- **Data to examine**:

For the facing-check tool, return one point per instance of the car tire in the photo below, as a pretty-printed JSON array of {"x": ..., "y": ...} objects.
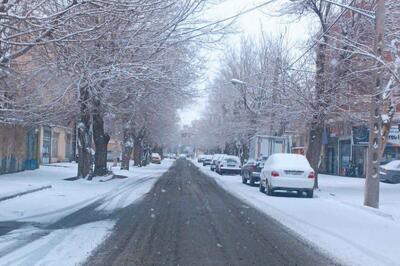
[
  {"x": 251, "y": 181},
  {"x": 261, "y": 188},
  {"x": 269, "y": 190}
]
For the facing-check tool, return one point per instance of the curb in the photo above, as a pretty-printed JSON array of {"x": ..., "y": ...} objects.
[{"x": 24, "y": 193}]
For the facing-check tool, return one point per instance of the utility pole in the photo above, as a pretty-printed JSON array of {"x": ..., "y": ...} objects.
[{"x": 371, "y": 192}]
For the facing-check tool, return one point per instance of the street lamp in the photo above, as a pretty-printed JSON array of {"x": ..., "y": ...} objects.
[{"x": 371, "y": 193}]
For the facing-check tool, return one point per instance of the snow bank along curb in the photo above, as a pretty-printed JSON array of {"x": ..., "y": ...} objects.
[{"x": 24, "y": 193}]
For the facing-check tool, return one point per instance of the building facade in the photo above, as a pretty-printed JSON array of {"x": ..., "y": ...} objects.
[
  {"x": 19, "y": 148},
  {"x": 56, "y": 144}
]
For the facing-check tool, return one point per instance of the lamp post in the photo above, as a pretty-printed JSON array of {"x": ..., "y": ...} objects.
[{"x": 371, "y": 192}]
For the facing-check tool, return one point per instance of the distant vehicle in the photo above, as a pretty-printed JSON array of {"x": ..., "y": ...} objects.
[
  {"x": 207, "y": 160},
  {"x": 290, "y": 172},
  {"x": 251, "y": 171},
  {"x": 110, "y": 156},
  {"x": 228, "y": 164},
  {"x": 155, "y": 158},
  {"x": 390, "y": 172},
  {"x": 261, "y": 146},
  {"x": 200, "y": 158},
  {"x": 214, "y": 161},
  {"x": 170, "y": 156}
]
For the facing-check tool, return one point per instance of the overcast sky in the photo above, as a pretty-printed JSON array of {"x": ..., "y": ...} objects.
[{"x": 249, "y": 24}]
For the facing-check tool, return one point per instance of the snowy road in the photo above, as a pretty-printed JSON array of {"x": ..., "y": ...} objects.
[{"x": 187, "y": 219}]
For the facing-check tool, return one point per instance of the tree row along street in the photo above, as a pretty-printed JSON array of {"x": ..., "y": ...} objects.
[{"x": 187, "y": 219}]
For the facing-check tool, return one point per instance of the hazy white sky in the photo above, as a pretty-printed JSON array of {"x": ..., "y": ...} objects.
[{"x": 249, "y": 24}]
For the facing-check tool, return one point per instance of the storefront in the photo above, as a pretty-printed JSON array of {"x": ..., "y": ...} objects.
[
  {"x": 360, "y": 149},
  {"x": 344, "y": 156}
]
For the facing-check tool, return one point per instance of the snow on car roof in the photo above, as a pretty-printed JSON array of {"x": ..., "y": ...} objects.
[{"x": 289, "y": 159}]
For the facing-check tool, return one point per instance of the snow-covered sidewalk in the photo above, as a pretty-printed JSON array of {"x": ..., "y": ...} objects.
[
  {"x": 31, "y": 244},
  {"x": 335, "y": 220},
  {"x": 65, "y": 197}
]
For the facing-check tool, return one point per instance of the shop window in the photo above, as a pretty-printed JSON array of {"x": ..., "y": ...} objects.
[{"x": 54, "y": 144}]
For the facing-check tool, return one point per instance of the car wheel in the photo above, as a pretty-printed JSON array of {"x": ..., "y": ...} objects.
[
  {"x": 251, "y": 181},
  {"x": 269, "y": 190},
  {"x": 261, "y": 188}
]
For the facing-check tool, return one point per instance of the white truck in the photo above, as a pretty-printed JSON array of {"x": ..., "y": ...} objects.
[{"x": 262, "y": 146}]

- **Activity**: Leave out the pictures and give the listing above again exactly.

- **Your response**:
For the facing-check tool, return one point per instance of the car tire in the photo below, as a pretty-printed JSON array of {"x": ..., "y": ...} objects.
[
  {"x": 251, "y": 181},
  {"x": 261, "y": 188},
  {"x": 269, "y": 190}
]
For the facing-check tool, return one point per instance of the curb in the photo above, as a pretty-printed JSON array of {"x": ..., "y": ...} objects.
[{"x": 24, "y": 193}]
For the facing-check tool, return one point per instance of the utility pole in the photo above, as a pretty-printed JSON array of {"x": ..., "y": ...} objects.
[{"x": 371, "y": 192}]
For the facing-check tool, return one point per instance of the street lamp in the photo above, as a pretty-printed JSON array of {"x": ..., "y": ...} objects.
[{"x": 371, "y": 193}]
For the facing-check tool, return one point per instance of the snow bank along curb in the photo above, as a pretty-printed JSON array of {"x": ..., "y": ...} objects.
[{"x": 24, "y": 193}]
For the facing-check tool, return one point per instance of the building facade in the photo above, as a pretty-printed JSON array of {"x": ..., "y": ...} objects.
[
  {"x": 19, "y": 148},
  {"x": 56, "y": 144}
]
For the facing-check tool, return one point per instance of the lamp post in the photo above, as a pretty-printed JSON array of {"x": ..., "y": ...} objects.
[{"x": 371, "y": 192}]
For the facing-check tool, return one point per instance of the distant vehicle in the photo above, as a pretty-printed JSON array of {"x": ..., "y": ...} objects.
[
  {"x": 207, "y": 160},
  {"x": 290, "y": 172},
  {"x": 251, "y": 171},
  {"x": 110, "y": 156},
  {"x": 228, "y": 164},
  {"x": 155, "y": 158},
  {"x": 390, "y": 172},
  {"x": 261, "y": 146},
  {"x": 200, "y": 158},
  {"x": 214, "y": 161},
  {"x": 170, "y": 156}
]
For the facing-check tool, return one point per instance of the overcast sky in the photo above, as a pretty-printed JSON array of {"x": ..., "y": ...} objects.
[{"x": 249, "y": 24}]
For the facing-check tool, return one point per instance of the snowy road in the photo above, as a pretty-printed JSON array of {"x": ..., "y": ...} objects.
[{"x": 187, "y": 219}]
For the facing-check tool, return one point per instance of the tree row along street in the photo above, as a pretty-printed JSON array of {"x": ..., "y": ...} objects.
[{"x": 187, "y": 219}]
For the facing-check tool, return one point per instance of the hazy white sky in the photo above, as a pretty-printed JSON array of {"x": ..., "y": ...} objects.
[{"x": 249, "y": 24}]
For the facing-check tool, return one point per instance of the storefront in the photo above, as a pretty-printed JSON array of {"x": ..., "y": ...} objects.
[
  {"x": 360, "y": 149},
  {"x": 344, "y": 156}
]
For the facing-check tool, return one point per instance of the snow on car roof in the photo above, as a pretty-printed JSON array of {"x": ..., "y": ...} objects.
[{"x": 289, "y": 159}]
For the facing-check tool, return one point per instance of the snow-covered sidewalk in the photo above, as a pretty-printed JSON array of {"x": ..., "y": ...} objects.
[
  {"x": 31, "y": 244},
  {"x": 335, "y": 220},
  {"x": 65, "y": 197}
]
For the facing-check tool, return one point per instance of the shop window in the photo above, as a pretty-printed JSON array of {"x": ..., "y": ...} objects.
[{"x": 54, "y": 144}]
For the facing-check tool, return one point per instance of the car wheel in the photo above, as a pretty-printed JSON array of {"x": ..., "y": ...} objects.
[
  {"x": 251, "y": 181},
  {"x": 269, "y": 190},
  {"x": 261, "y": 188}
]
For the facing-check tool, return one point per instance of the white truck in the photo above, as a pretty-printed JSON array of {"x": ..., "y": ...} objects.
[{"x": 262, "y": 146}]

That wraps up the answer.